9.6.2 Buyer will have no liability or obligation under this Section 9 with respect to any infringement Claim to the extent attributable to any: (a) modifications to the Buyer Materials or Buyer Data not provided by Buyer or its Personnel; or (b) use of the Buyer Materials or Buyer Data by Licensor in breach of this Agreement.
9.6.3 This Section 9 states the entire liability of Licensor with respect to infringement, misappropriation or violation of Proprietary Rights of third parties by any Licensed Materials or any part thereof or by any use thereof by Buyer, and this Section 9 states the entire liability of Buyer with respect to infringement, misappropriation or violation of Proprietary Rights of third parties by any Buyer Materials, Buyer Data or any part thereof or by any use, receipt, storage or processing thereof by Licensor.
9.7 Not Limiting. The foregoing indemnities will not be limited in any manner whatsoever by any required or other insurance coverage maintained by a Party.
10. Term and Termination.
10.1 Term. This Agreement will continue in full force and effect until conclusion of the Subscription, unless terminated earlier by either Party as provided by this Agreement.
10.2 Termination. Either Party may terminate the Subscription or this Agreement if the other Party materially breaches this Agreement and does not cure the breach within 30 days following its receipt of written notice of the breach from the non-breaching Party. In the case of a SaaS Service Subscription, termination by Licensor pursuant to this Section does not prejudice Buyer’s right, and Licensor’s obligation, to extract or assist with the retrieval or deletion of Buyer Data as set forth in Section 10.3.2 following such termination.
10.3 Effect of Termination.
10.3.1 Upon termination or expiration of the Subscription or this Agreement, Buyer’s right to use the Product licensed under such Subscription will terminate, and Buyer’s access to the Product and Service provided under such Subscription may be disabled and discontinued. Termination or expiration of any Subscription purchased by Buyer from Licensor will not terminate or modify any other Subscription purchased by Buyer from Licensor.
10.3.2 Within 45 days (or such other period as may be agreed upon by the Parties) following termination or expiration of any SaaS Service Subscription for any reason and on Buyer’s written request at any time before termination or expiration, Licensor will extract from the Product and/or Licensor’s Computing Environment (as applicable) and return to Buyer all Buyer Data, or if Buyer is able directly to retrieve or delete Buyer Data using the SaaS Service, then for a period of 45 days (or such other period as may be agreed upon by the Parties) following termination or expiration of this Agreement for any reason, Buyer may retrieve or delete Buyer Data itself with support from Licensor as reasonably requested by Buyer. If Buyer retrieves or deletes Buyer Data itself, Licensor will assist Buyer, as reasonably requested by Buyer, in validating whether the retrieval or deletion was successful. Buyer Data must be provided or extractable in a then-current, standard non proprietary format. Notwithstanding anything herein to the contrary, Licensor’s duty to return or enable Buyer’s retrieval or deletion of the Buyer Data pursuant to this Section 10.3.2 may be delayed but will not be discharged due to the occurrence of any Force Majeure event. Following delivery to Buyer of the Buyer Data and Buyer’s confirmation thereof, or Buyer’s retrieval or deletion of Buyer Data and Licensor’s validation thereof or expiration of the applicable period, whichever is soonest, Licensor may, and within a reasonable time thereafter will, permanently delete and remove Buyer Data (if any) from its electronic and hard copy records and will, upon Buyer’s request, certify to such deletion and removal to Buyer in writing. If the Licensor is not able to delete any portion of the Buyer Data or Buyer Confidential Information, it will remain subject to the confidentiality, privacy and data security terms of this Agreement.

--- EXTRACTED DATA ---
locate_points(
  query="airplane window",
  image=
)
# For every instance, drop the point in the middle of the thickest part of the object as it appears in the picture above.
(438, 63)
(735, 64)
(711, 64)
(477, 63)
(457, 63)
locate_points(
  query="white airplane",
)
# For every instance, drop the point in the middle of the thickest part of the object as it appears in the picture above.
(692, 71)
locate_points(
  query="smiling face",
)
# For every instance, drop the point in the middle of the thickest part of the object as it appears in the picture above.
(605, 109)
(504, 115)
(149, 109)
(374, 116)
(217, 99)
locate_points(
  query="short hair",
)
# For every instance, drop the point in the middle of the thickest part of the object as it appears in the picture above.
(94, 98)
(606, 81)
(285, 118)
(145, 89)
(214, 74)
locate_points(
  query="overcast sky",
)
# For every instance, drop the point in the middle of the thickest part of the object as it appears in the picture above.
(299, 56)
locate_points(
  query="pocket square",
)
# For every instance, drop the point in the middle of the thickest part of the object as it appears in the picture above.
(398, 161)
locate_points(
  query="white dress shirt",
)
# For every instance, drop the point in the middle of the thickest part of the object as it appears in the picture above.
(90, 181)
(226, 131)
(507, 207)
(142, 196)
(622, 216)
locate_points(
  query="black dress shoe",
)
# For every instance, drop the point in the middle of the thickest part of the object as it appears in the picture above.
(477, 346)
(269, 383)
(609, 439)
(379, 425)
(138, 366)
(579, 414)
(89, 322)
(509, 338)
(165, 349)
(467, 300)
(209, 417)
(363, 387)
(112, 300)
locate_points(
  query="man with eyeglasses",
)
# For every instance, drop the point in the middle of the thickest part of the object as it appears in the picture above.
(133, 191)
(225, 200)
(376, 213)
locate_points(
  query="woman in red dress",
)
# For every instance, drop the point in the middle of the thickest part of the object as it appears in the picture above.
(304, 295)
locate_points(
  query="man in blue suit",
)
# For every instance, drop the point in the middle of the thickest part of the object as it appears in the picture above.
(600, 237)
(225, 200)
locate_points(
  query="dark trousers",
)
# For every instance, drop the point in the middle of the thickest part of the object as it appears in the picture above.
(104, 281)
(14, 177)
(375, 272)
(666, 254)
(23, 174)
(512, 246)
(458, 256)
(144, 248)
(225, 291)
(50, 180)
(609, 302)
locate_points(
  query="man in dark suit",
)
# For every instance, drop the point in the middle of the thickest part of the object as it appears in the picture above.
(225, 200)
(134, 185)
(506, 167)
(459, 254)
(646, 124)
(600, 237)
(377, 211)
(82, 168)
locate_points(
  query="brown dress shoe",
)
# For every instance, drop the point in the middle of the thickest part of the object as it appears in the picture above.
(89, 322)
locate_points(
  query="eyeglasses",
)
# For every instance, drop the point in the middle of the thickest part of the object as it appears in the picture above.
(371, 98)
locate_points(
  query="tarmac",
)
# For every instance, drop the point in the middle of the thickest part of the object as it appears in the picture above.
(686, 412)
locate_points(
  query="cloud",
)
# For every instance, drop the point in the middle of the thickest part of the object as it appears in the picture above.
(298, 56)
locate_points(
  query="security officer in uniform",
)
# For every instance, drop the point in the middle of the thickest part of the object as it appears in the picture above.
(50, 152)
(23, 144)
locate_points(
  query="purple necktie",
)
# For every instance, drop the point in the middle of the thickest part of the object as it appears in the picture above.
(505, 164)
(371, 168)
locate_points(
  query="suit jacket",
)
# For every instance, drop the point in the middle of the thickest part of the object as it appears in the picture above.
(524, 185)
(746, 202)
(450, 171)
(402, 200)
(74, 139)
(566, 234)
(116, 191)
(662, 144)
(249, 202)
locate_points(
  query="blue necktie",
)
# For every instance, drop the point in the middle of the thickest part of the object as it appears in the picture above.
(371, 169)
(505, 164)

--- DIRECTIONS ---
Write the next portion of the license agreement excerpt, beginning right after its last sentence. The listing has no connection to the license agreement excerpt.

--- THE RESULT ---
10.3.3 Sections 4 (Proprietary Rights), 6 (Confidentiality), 7.2.1 (Buyer Data and Buyer Materials), 8 (Limitations of Liability), 9 (Indemnification), 10.3 (Effect of Termination), 11 (Insurance), 12(General) and 13 (Definitions) and any perpetual license granted under this Agreement, together with all other provisions of this Agreement that may reasonably be interpreted or construed as surviving expiration or termination, will survive the expiration or termination of this Agreement for any reason; but the nonuse and non-disclosure obligations of Section 6 will expire five years following the expiration or termination of this Agreement, except with respect to, and for as long as, any Confidential Information constitutes a trade secret.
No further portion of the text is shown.